**RECORDED INFORMATION:**

= Beginning of Section =

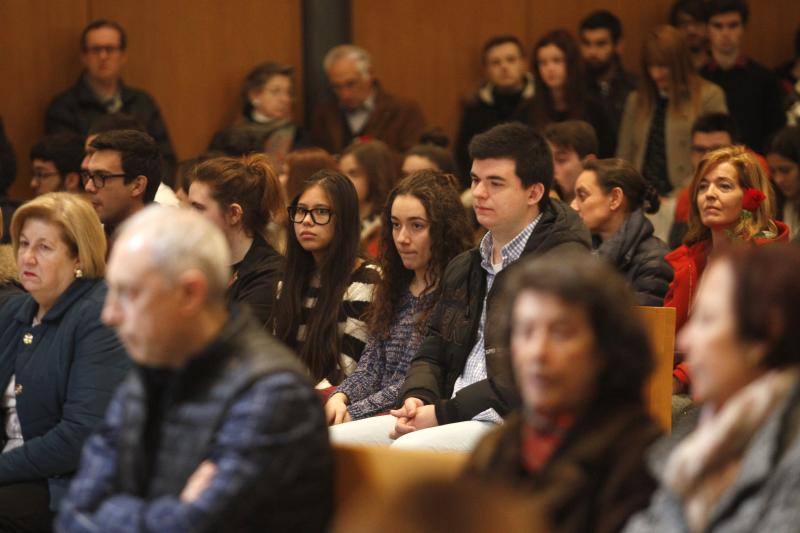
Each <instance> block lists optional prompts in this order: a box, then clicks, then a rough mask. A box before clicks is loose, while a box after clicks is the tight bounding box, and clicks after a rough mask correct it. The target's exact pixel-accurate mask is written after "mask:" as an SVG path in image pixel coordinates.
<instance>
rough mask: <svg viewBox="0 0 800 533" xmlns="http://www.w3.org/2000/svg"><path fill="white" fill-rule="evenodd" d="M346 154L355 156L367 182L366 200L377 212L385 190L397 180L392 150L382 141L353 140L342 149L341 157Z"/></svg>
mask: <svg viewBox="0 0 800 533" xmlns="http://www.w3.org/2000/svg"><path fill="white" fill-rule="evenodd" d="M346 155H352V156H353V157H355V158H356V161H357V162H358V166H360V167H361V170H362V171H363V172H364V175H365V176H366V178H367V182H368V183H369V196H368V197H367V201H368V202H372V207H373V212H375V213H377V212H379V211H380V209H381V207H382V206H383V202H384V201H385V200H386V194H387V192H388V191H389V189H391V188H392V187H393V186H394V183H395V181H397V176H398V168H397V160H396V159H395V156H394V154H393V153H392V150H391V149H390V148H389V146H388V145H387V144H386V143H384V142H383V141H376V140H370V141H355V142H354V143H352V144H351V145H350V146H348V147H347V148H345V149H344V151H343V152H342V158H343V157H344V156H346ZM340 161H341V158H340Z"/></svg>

= End of Section =
= Beginning of Section =

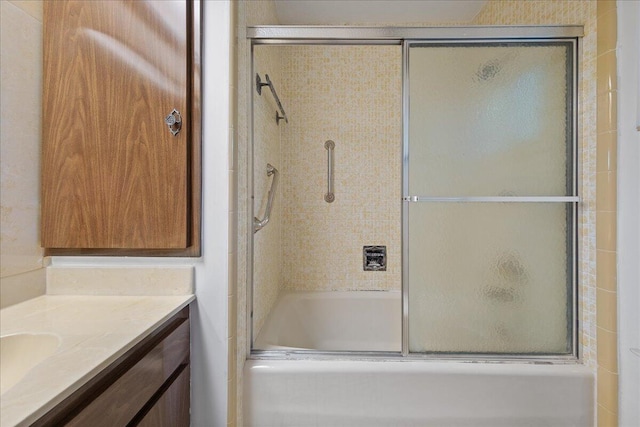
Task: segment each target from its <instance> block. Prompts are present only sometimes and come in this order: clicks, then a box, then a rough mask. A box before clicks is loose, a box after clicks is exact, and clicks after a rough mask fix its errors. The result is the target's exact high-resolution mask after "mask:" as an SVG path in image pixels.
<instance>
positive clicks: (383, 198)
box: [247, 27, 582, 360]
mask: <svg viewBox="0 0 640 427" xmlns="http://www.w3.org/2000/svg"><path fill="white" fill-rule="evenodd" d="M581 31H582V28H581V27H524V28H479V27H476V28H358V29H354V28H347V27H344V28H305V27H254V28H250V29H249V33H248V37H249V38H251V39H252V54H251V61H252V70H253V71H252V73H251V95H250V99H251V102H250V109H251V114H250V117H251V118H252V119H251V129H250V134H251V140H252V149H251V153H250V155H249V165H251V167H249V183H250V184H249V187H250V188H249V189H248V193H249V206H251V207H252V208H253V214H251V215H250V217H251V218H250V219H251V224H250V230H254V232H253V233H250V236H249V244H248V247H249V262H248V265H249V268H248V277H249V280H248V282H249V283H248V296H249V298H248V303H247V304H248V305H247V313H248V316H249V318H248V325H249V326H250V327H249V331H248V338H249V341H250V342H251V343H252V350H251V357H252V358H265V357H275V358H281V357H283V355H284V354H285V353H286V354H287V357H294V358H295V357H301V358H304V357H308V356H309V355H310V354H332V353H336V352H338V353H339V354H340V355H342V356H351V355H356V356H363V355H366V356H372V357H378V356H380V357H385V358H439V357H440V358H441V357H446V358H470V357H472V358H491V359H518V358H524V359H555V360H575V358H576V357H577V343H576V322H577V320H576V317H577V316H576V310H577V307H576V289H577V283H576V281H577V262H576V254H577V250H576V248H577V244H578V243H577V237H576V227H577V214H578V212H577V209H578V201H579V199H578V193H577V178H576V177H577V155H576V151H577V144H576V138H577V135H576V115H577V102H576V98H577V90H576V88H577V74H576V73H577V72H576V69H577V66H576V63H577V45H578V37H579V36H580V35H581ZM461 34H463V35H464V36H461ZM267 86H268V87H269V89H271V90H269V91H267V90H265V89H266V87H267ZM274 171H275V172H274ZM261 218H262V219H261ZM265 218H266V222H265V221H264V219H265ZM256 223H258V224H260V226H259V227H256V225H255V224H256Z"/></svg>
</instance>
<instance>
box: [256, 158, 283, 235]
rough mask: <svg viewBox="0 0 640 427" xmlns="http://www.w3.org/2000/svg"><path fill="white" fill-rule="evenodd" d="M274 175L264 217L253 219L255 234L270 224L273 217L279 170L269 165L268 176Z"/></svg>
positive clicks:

= End of Section =

**INSTRUCTION:** Rewrite the data starting at the line containing "Task: segment each" and ending at the line containing "box: [247, 27, 582, 360]", using "approximate" in place of "loose" and leaving everything else untouched.

**EXERCISE RESULT:**
Task: segment each target from its <instance> block. Prompts are present only sometimes and come in this order: clicks, then a box, then a rough mask. A box before clicks is approximate, a box after clicks is exact, and clicks after a rough mask fix its errors. The result is the target's exact high-resolution mask after "mask:" as an SVG path in image pixels.
<instance>
positive clicks: (383, 198)
box: [247, 27, 582, 360]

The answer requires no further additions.